- Exercise instructions: Rescale the data from the line containing "Expected behaviour: for every instance of the white" through the end of the data, both ends included, and give only those lines again, requests included. Multiply every coordinate in the answers by 2.25 and round to whole numbers, with halves rounded up.

[START OF Data rows]

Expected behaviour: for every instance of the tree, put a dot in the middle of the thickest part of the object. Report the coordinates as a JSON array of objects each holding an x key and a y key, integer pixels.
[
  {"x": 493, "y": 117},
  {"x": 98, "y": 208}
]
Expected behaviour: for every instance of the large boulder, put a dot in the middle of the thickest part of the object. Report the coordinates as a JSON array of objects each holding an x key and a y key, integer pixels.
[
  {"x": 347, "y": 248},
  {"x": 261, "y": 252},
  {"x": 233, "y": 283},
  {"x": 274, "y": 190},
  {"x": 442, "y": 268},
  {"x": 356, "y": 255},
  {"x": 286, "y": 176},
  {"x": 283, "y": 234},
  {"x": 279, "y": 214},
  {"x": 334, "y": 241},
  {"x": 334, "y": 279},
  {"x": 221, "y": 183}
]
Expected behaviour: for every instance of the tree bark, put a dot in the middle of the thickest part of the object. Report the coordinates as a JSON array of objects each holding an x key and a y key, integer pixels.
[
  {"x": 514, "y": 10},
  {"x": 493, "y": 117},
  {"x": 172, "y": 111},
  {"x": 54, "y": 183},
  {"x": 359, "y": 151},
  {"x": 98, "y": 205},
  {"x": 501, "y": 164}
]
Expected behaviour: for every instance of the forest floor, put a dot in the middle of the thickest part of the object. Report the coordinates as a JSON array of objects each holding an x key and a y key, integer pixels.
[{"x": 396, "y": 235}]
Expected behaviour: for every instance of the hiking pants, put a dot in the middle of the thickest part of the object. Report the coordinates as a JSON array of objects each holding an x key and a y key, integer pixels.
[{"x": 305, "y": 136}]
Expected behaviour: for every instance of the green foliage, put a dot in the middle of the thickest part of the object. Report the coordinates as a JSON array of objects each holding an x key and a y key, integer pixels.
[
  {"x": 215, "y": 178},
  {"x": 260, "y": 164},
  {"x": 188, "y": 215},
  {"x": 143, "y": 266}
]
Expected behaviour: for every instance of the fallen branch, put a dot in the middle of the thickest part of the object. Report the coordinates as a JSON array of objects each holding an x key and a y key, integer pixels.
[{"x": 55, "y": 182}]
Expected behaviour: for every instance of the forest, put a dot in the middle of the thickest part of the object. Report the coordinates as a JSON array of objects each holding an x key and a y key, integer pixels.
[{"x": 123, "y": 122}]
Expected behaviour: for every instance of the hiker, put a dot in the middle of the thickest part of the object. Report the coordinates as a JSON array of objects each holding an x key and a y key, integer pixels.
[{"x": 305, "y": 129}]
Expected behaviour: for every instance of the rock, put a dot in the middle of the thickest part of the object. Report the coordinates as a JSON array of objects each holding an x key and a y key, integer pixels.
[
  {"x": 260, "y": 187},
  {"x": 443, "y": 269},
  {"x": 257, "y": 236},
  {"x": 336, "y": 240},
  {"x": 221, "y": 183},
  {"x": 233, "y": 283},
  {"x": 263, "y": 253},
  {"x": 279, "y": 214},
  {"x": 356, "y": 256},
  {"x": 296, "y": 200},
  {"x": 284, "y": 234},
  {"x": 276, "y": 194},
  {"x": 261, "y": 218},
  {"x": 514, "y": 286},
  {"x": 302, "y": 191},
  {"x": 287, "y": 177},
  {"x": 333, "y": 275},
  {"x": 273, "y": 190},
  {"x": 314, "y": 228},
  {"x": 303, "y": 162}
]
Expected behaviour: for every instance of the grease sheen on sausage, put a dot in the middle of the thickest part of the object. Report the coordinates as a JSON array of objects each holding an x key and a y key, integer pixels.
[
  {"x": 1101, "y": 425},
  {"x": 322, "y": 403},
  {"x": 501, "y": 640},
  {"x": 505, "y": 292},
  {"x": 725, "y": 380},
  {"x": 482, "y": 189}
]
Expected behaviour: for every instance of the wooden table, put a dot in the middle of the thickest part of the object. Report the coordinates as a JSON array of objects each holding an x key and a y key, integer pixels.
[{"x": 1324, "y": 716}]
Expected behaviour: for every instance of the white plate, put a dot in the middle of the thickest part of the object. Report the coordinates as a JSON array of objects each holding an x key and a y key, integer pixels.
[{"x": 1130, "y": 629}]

[END OF Data rows]

- Task solution:
Expected behaviour: for every instance of the white plate, put a dot in the middle of the thickest part of the object. Report the coordinates as a JSON array of objects each holding an x key and a y key, integer pixels.
[{"x": 2543, "y": 1415}]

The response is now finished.